- [Required action]: Every entry below must be transcribed word for word, and the images must be left out.
START Provided entries
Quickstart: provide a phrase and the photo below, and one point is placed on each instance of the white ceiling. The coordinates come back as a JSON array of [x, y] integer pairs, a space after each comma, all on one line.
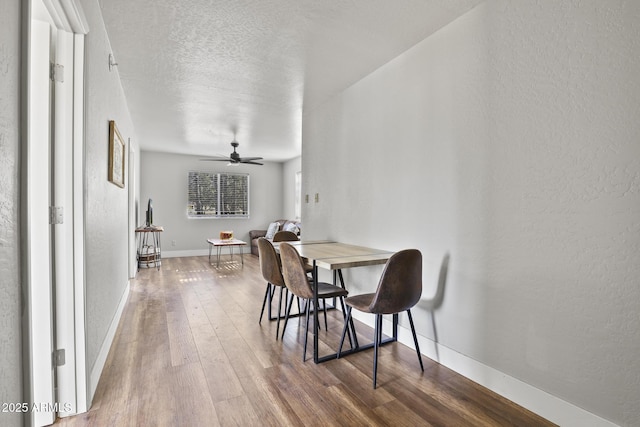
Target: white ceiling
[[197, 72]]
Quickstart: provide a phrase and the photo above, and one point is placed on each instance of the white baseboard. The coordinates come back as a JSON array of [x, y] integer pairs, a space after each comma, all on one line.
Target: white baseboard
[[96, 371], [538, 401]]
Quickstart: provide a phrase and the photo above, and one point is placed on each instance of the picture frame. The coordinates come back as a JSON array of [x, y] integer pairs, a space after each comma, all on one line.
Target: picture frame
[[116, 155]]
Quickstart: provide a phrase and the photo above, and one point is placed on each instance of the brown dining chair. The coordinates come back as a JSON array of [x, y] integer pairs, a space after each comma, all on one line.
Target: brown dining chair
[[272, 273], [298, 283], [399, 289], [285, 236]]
END Provided entries
- [The completed task]:
Quickstart: provide a phrase and the photo below, and one point is placed on each instance of the white ceiling. The coordinates come back as a JSON array of [x, y] integer pairs, a space after each comma, all on one line.
Target: white ceiling
[[197, 72]]
Quickstart: provide a phrase and the photo above, and one point is placed on each instance of the white baseboard. The coordinates come back as a JSON array of [x, y] integer pairs, a space after each comma, all on one line.
Target: white baseboard
[[96, 371], [538, 401]]
Quickstart: provide a phrase and the photo above, and one point is placed on each instance of the picture frame. The coordinates come back as a JSON array of [x, y] integer pairs, a space after each comma, all on one line.
Target: picture frame
[[116, 155]]
Quickstart: provide a phrase and the photo above, and one point is placed on each instance of the brown dining chair. The coordinates come back as a JSON array of [x, y] integer pairs, a space after each comma, all on one line.
Target: brown dining chair
[[272, 273], [298, 283], [399, 289], [285, 236]]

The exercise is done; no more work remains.